Restate each line below word for word, skipping every picture.

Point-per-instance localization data

_ _ _ _ _

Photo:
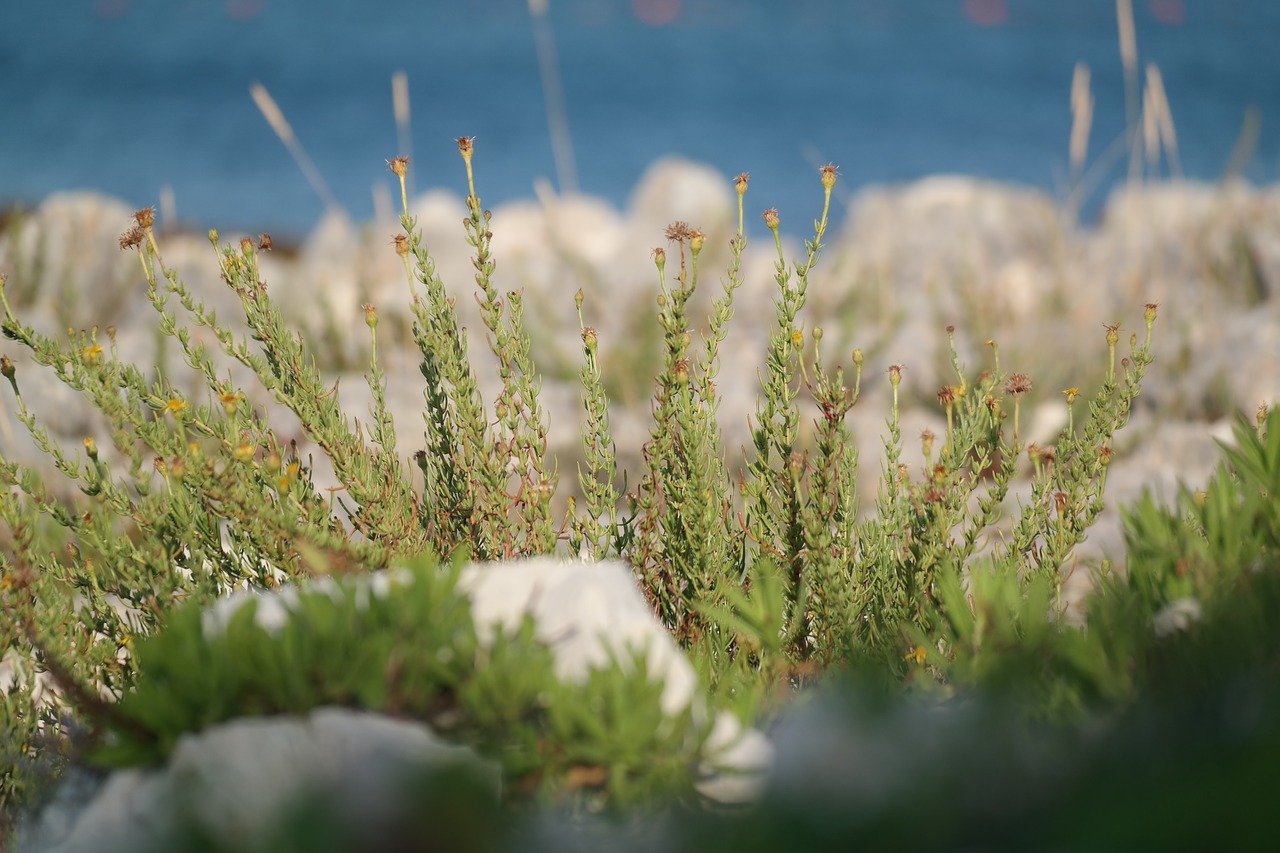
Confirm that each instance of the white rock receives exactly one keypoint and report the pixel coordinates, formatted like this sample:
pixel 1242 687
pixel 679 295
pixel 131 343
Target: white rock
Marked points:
pixel 234 780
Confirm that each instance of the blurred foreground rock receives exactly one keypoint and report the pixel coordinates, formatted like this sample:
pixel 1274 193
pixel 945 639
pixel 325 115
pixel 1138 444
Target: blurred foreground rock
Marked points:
pixel 233 781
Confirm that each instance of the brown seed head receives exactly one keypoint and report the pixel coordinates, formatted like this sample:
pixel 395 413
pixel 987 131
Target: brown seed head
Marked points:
pixel 679 231
pixel 680 372
pixel 828 176
pixel 1019 383
pixel 133 237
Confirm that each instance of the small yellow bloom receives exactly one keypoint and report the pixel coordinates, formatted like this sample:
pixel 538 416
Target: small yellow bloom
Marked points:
pixel 229 400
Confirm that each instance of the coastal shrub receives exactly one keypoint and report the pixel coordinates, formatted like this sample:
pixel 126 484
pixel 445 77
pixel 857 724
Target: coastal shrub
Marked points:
pixel 767 575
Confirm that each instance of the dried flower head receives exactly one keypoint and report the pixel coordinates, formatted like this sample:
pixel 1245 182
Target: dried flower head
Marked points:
pixel 133 237
pixel 1019 383
pixel 679 231
pixel 680 372
pixel 828 176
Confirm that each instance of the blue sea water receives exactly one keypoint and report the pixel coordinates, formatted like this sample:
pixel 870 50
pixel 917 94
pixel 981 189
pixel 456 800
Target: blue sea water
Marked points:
pixel 128 96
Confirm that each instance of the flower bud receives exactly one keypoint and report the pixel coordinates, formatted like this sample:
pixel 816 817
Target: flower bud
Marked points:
pixel 828 176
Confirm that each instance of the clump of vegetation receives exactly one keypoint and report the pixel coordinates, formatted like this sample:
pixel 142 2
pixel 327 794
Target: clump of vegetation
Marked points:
pixel 767 579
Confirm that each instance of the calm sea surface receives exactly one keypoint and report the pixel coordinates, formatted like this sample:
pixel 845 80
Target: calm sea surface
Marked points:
pixel 128 96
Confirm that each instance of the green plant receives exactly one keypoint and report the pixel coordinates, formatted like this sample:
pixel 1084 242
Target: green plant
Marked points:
pixel 767 579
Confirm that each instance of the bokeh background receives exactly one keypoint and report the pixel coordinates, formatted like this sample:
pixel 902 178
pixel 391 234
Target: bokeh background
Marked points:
pixel 132 96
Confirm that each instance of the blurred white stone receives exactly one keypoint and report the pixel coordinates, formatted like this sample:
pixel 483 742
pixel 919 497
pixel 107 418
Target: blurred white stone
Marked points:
pixel 1176 616
pixel 234 780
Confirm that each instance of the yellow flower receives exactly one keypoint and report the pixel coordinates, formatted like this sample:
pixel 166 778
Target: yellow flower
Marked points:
pixel 229 400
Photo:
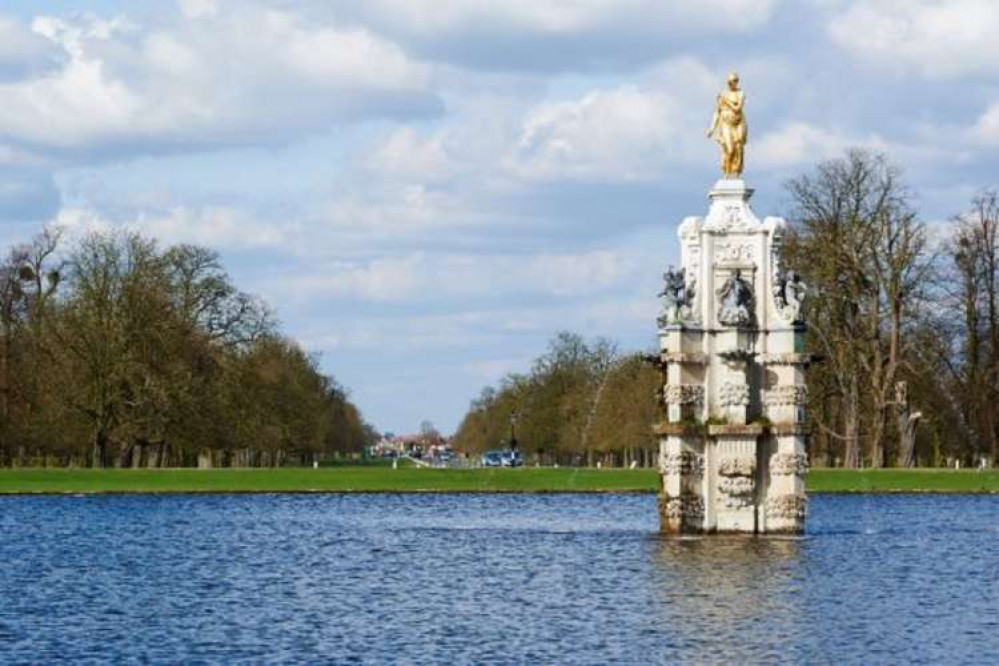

_ _ _ _ _

- Written response
Photo:
Confirm that each instance of the white rock receives exactly one keypoint and report the pixel coordinates, formatted like this sample:
pixel 1242 687
pixel 679 295
pixel 131 343
Target: white rock
Marked points:
pixel 234 780
Confirm that each instance of the blurred foreground rock receives exactly one keypoint and report the pixel coordinates, formatted like this sample:
pixel 1274 193
pixel 945 639
pixel 325 115
pixel 1138 444
Target: blurred foreground rock
Marked points:
pixel 233 781
Confirm that each instance of the brown seed head receives exactly one keypoint and report the pixel coordinates, formatted like this sample:
pixel 395 413
pixel 987 131
Target: brown seed head
Marked points:
pixel 679 231
pixel 680 372
pixel 828 176
pixel 1019 383
pixel 133 237
Confirm that each instance of the small yellow bloom receives exactly one keypoint and report the pixel coordinates, formatted like this sample:
pixel 538 416
Target: small yellow bloom
Marked points:
pixel 229 400
Confirm that each instance of the coastal shrub receives exactly one keypoint and report the pixel coordinates, formatted like this sample:
pixel 126 484
pixel 445 77
pixel 857 724
Target: coastal shrub
Marked points:
pixel 767 575
Confirm that each instance of the dried flower head receives exactly one keypoint and report the pixel coordinates, formatted like this sample:
pixel 1245 182
Target: dried flower head
Marked points:
pixel 133 237
pixel 1019 383
pixel 679 231
pixel 680 372
pixel 828 176
Confirm that each instance of the blue sea water receives exactly one keypoint and report the pixel coordinates, formatted like this sample:
pixel 870 50
pixel 917 94
pixel 981 189
pixel 456 800
Target: blue sea water
Marked points:
pixel 128 96
Confirm that each instance of the flower bud receives exactly one keypoint and report the pixel coordinates, formatted like this sample:
pixel 816 817
Target: flower bud
Marked points:
pixel 828 176
Confirm that each instance of the clump of vegetation receives exactly one keypoint and report the pixel coordinates, formatted like this sample:
pixel 142 2
pixel 327 794
Target: clump of vegetation
Marked points:
pixel 767 579
Confirm that each instance of the calm sea surface receives exactly one keypoint and report the pixel coordinates, formatted like this sample:
pixel 845 80
Target: calm sea surface
Marked points:
pixel 128 96
Confirm that each instance of the green plant receives exactly one keypoint and report the pixel coordinates, formatted like this sample:
pixel 1084 242
Target: green plant
Marked points:
pixel 767 579
Confirm that each instance of the bokeh background receives exactly one keypoint and report the pixel coordinates, formatted like this sample:
pixel 902 178
pixel 391 234
Target: bokeh background
Marked points:
pixel 132 96
Confirm that each instance of the blurred white stone receives exactly one keypoint and report the pixel coordinates, formatted like this sample:
pixel 483 742
pixel 919 497
pixel 107 418
Target: blurred white stone
Marked points:
pixel 1176 616
pixel 234 780
Confirm that each instance of the yellow flower receives exactly one keypoint and report the pixel coordinates, formatted like this sample:
pixel 166 778
Target: yellow flower
Marked points:
pixel 229 400
Photo:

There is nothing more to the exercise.